** BEGIN RECORD SET **
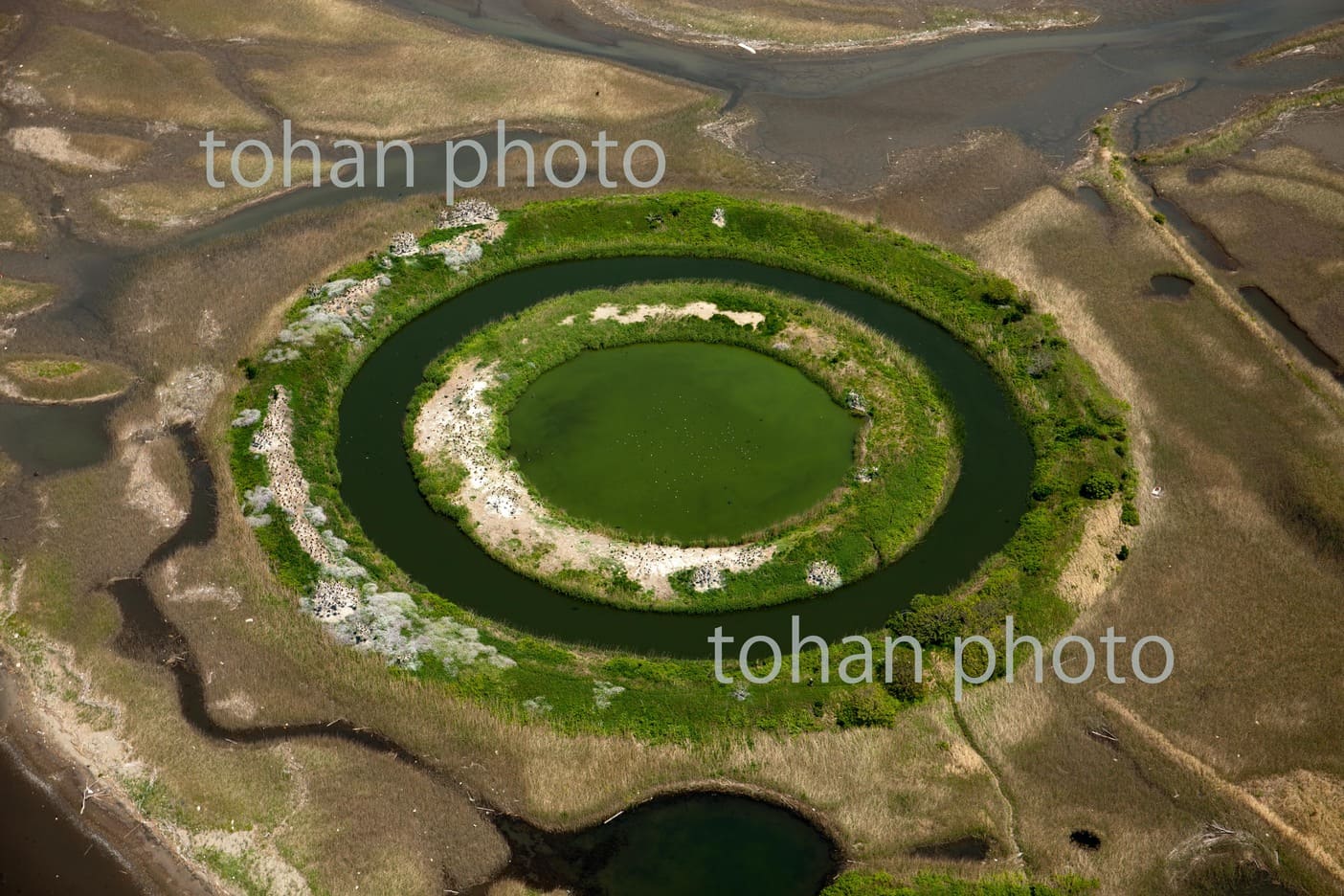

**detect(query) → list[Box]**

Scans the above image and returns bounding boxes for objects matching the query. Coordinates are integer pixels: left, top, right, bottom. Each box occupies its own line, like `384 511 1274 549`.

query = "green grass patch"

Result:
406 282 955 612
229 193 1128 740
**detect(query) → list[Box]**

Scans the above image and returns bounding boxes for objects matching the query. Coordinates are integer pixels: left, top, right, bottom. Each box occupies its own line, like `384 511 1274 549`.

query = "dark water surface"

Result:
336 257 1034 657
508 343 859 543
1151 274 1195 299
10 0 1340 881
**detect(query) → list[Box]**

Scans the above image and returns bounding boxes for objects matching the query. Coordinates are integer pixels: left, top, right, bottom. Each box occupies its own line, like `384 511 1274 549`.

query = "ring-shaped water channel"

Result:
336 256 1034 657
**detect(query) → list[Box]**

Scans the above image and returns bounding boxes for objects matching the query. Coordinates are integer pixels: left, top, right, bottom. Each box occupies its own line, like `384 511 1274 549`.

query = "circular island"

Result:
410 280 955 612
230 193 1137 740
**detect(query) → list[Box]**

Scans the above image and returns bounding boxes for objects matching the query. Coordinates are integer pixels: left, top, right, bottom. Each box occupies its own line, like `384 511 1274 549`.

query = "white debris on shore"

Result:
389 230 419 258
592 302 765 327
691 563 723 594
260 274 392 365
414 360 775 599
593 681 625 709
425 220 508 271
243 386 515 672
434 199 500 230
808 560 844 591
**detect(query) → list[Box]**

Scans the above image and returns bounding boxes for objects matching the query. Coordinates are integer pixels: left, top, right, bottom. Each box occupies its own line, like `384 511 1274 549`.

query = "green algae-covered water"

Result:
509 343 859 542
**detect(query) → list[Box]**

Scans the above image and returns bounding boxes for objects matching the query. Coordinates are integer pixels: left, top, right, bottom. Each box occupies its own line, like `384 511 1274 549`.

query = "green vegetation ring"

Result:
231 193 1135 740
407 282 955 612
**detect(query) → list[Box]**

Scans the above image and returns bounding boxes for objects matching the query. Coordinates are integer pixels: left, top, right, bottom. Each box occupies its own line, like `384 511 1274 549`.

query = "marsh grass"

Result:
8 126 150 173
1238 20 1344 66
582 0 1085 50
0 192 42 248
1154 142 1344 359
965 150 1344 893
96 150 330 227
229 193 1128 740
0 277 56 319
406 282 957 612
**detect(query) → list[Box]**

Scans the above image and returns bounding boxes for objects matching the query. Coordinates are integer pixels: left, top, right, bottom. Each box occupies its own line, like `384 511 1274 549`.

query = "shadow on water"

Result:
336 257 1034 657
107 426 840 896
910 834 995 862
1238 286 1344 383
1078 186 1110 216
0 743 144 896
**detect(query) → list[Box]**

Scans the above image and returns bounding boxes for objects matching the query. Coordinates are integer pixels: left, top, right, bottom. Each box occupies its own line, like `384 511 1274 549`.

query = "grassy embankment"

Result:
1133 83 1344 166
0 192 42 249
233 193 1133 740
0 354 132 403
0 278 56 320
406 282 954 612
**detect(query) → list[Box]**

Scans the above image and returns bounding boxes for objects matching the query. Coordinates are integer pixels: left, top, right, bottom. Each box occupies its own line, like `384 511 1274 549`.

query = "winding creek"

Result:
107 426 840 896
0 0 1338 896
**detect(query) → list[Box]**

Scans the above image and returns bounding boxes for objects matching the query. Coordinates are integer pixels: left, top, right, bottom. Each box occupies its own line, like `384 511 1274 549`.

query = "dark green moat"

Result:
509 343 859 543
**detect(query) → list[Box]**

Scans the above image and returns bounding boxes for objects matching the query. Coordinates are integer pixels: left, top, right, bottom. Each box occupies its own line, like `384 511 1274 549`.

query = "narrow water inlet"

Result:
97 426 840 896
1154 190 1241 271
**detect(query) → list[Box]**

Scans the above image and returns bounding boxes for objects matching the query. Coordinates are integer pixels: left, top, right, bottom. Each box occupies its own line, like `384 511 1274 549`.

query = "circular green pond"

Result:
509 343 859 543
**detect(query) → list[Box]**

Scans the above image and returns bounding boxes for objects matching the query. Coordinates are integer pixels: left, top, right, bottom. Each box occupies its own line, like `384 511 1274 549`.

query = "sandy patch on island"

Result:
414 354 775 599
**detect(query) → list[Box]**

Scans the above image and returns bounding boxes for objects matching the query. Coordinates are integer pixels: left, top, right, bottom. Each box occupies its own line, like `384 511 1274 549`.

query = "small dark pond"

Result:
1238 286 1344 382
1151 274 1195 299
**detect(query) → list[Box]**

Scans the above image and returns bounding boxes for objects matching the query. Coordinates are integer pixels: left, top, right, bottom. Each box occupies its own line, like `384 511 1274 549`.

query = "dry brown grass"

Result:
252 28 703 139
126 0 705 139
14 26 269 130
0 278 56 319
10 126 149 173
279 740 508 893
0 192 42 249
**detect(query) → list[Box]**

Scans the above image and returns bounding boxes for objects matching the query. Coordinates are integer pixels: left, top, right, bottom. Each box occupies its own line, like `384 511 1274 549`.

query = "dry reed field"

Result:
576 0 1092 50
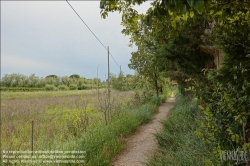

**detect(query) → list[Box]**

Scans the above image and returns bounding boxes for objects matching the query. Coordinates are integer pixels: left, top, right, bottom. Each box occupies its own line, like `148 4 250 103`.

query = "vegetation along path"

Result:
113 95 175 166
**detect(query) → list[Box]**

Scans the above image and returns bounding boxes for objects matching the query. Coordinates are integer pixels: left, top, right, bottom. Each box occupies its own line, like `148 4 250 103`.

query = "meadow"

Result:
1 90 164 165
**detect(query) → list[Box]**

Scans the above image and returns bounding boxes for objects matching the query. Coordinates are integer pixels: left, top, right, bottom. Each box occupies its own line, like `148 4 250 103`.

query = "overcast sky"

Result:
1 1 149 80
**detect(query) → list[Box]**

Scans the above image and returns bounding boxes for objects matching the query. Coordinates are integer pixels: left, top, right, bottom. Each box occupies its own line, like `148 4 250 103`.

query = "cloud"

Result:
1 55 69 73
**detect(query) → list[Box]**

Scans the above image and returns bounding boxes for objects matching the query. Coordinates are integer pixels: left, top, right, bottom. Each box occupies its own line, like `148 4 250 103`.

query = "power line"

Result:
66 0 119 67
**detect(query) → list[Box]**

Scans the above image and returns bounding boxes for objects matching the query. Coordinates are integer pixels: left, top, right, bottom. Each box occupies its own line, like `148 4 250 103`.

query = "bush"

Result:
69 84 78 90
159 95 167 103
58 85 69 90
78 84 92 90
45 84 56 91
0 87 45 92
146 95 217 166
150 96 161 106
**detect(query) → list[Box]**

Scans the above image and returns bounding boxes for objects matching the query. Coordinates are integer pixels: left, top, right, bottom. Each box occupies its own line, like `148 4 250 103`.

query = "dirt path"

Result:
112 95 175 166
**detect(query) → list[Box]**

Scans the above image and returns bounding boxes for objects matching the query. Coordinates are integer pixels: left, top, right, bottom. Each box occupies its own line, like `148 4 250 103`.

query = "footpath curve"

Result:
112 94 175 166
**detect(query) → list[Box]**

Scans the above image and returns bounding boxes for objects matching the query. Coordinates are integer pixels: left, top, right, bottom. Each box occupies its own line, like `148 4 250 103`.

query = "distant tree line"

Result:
** END RECORD SET **
- **WHAT IS BEING ASKED**
Reproduce every item above with "Scans" swapped for "Searches" throughout, leaving everything else unchanged. Omit the pictures from your answer.

- **OUTPUT OF THE TASK**
**detect(query) → list[Box]**

Searches the above image and returns bounding boxes for objects matching the query. Coordinates are integer pixels: left, top, right, bottom. Each box occupies its own line, like `384 511 1274 549`.

query = "green grass patch"

Result:
406 282 955 612
229 193 1128 740
**detect(query) → list[Box]**

Searches the above image and returns bounding boxes for objects matching the query. Coordinates are integer pixels: left, top, right, bottom. Each box occupies its own line, like `384 511 1274 549`.

query = "dark water surface"

Result:
336 257 1034 657
508 343 859 543
1151 274 1195 299
10 0 1340 881
**detect(query) → list[Box]**

Searches the above image and returns bounding boxes for objects matching the query. Coordinates are integer pixels: left, top, right, bottom. Each box occupies its own line, like `384 511 1274 549`.

query = "ring-shaped water channel"

Result:
336 256 1034 657
**detect(query) → list[Box]**

Searches the above image and returns bounding boxes for objects matching the query. Coordinates are integer pixels: left, top, right, bottom. Each box occupies its own line, like `384 511 1274 549`.

query = "circular island"

Result:
410 280 955 612
230 193 1137 740
**detect(query) → list[Box]**

Searches the above image and returns bounding boxes for objects matching the query. Coordinates are integer pixels: left, top, right, bottom. Each box occupies its own line, like `384 511 1274 549`.

query = "white debris on shore"

Result:
389 230 419 258
592 302 765 327
691 563 723 594
260 274 392 365
414 360 775 599
593 681 625 709
425 220 508 271
243 386 515 672
434 199 500 230
808 560 844 591
**detect(query) → list[Box]**

Searches the above image and returns bounding boxes for objects matching the query. Coordinates are integer pixels: left, top, right, bottom. Each box occupies its own line, like `384 511 1274 549`.

query = "green algae-covered water"

Result:
509 343 859 542
**detect(query) → list[Box]**

Searches the above image and returns bounding boxes for objects matching the query. Coordinates are integer pixels: left, top, right, bottom. Each box occupies its own line, like `384 511 1274 549`.

query = "green vegetation ring"

Result:
231 193 1135 740
407 282 955 612
**detect(query) → list[Box]**

Searches the above image and returns bounding boxes for objects matching the query. Coordinates are integer pixels: left, top, right, bottom. Each box occupies its own line, like `384 511 1274 549`.

query = "marsh grass"

Result:
8 126 150 173
1238 20 1344 66
582 0 1085 50
0 192 42 248
1154 142 1344 359
965 150 1344 893
96 150 330 227
229 193 1128 740
0 277 56 319
406 282 957 612
**detect(query) → list[Box]**

Searches the above image and returns bounding boxes for objects matching the query. Coordinates are integer pixels: left, top, right, bottom. Each box occupies its own line, like `384 511 1274 549`.

query = "shadow on water"

Result:
336 257 1034 657
107 426 840 896
910 834 995 862
1238 286 1344 383
1078 186 1110 216
0 743 144 896
**detect(query) → list[Box]**

Searches the above image and returns bounding boxes for objects matching the query. Coordinates are integer pixels: left, top, right, bottom. Each box occupies its own line, like `384 511 1274 549`.

query = "grassy embankment"

Result:
1133 83 1344 166
0 192 42 249
233 193 1133 740
0 354 132 403
0 278 56 320
406 282 954 612
**detect(query) → list[Box]**

Searches the above image and returns bounding boxes for objects matching the query. Coordinates are integer pixels: left, top, right, bottom. Each box occupies its own line, like `384 511 1274 549`.

query = "winding creek"

Result:
107 426 840 896
0 0 1338 896
**detect(query) → list[Box]**

Searches the above image and returns bounding boxes for objects matching the query. Coordinates are integer pixels: left, top, right, bottom. Each box occupies its own line, like `384 511 1274 549`.

query = "dark green moat"

Result:
509 343 859 543
**detect(query) → list[Box]**

Searches the above image and returns bounding boxes for objects matching the query. Coordinates are integer pixels: left, top, right, bottom. Each box occupies its own line, like `384 511 1274 549`.

query = "narrow water inlet"

Result:
97 426 840 896
1154 190 1241 271
**detect(query) → list[Box]**

Searches the above image and returns bounding boxes for objects matching the query. Coordinates are integer pixels: left, top, right, bottom. Each box occupies its own line, like `384 511 1274 549`.

query = "circular green pond"

Result:
509 343 859 543
**detect(query) → list[Box]**

Searches the above image and returns bounding boxes for objects matching the query. Coordinates are integer pixels: left, top, right, bottom. Each box occupies its own line, like `384 511 1274 549`.

query = "sandy patch on island"

Result:
414 354 775 599
**detect(query) → list[Box]**

Searches the above image and returns bounding boxes for objects matching the query. Coordinates are integer pixels: left, top, right, bottom. Each box occupies its own line, like `384 511 1274 549`.

query = "small dark pond"

Result:
1238 286 1344 382
1151 274 1195 299
**detect(query) → list[Box]**

Searches the above image and returns bounding boxes for objects matching the query. Coordinates are integer pixels: left, top, right, bottom. Each box occupies its own line, like `384 511 1274 549`.

query = "dry brown grass"

Result:
252 28 703 139
126 0 705 139
14 26 269 130
0 278 56 319
10 126 149 173
279 740 508 893
0 192 42 249
**detect(query) → list[Box]**

Searches the above image and returns bounding boxes for objects matching the query. Coordinates are integer pixels: left, top, right, bottom. Each box occupies its own line, like `384 511 1274 549`.

query = "dry reed field"

Result:
576 0 1092 50

**detect(query) → list[Box]**

Searches the above image and returns bounding boxes for objects matching the query. Coordinates are integer pixels: left, top, right, bottom. Each box occupies its own line, like `148 4 250 103`.

query = "vegetation along path"

Result:
113 95 175 166
**detect(query) → list[Box]**

Searches the above image and returns bounding boxes for objects matching the query. Coordinates are integer pixels: left, top, right, bottom. Each box occupies its own line, like `148 4 250 103`.

query = "meadow"

Result:
1 90 164 165
**detect(query) → list[Box]**

Searches the above image and returns bounding boxes for objects matching the query. Coordinates are integer pixels: left, top, right, bottom. Each box occupies its own line, like `148 4 250 103`.

query = "overcast sky"

Result:
1 1 149 80
**detect(query) → list[Box]**

Searches the above image and returns bounding boxes for objects matching the query. Coordinates are integer pixels: left, top, right, bottom. Each box occupies its own line, like `148 4 250 103`.

query = "cloud"

Result:
1 55 69 73
**detect(query) → list[Box]**

Searches the above image and returns bounding boxes for objects matching the query. Coordinates are integer pixels: left, top, right, bottom. Each box occupies its own line, like `148 4 250 103`.

query = "power line"

Result:
66 0 119 67
**detect(query) → list[Box]**

Searches the above image and returns bounding boxes for objects matching the query. Coordinates are integer pixels: left, top, right, bottom. Each box occupies its own line, like `148 4 250 103`.

query = "bush"

Result:
69 84 78 90
159 95 167 103
58 85 69 90
78 84 92 90
45 84 56 91
0 87 45 92
146 95 217 166
150 96 161 106
**detect(query) → list[Box]**

Searches the above image and returns bounding boxes for objects matching the query. Coordinates are integer pixels: left, top, right, bottom. Each box occupies its own line, like `148 4 250 103`.

query = "dirt path"

Result:
112 95 175 166
**detect(query) → list[Box]**

Searches the above image and returns bounding boxes for objects matching the query. Coordinates are integer pixels: left, top, right, bottom. Each box occupies its own line, like `148 4 250 103`.

query = "footpath curve"

Result:
112 94 175 166
**detect(query) → list[Box]**

Searches the above image and returns bounding boxes for objects matching the query. Coordinates are integer pixels: left, top, right, bottom. Each box occupies its own line, like `148 4 250 103`.

query = "distant tree line"

Result:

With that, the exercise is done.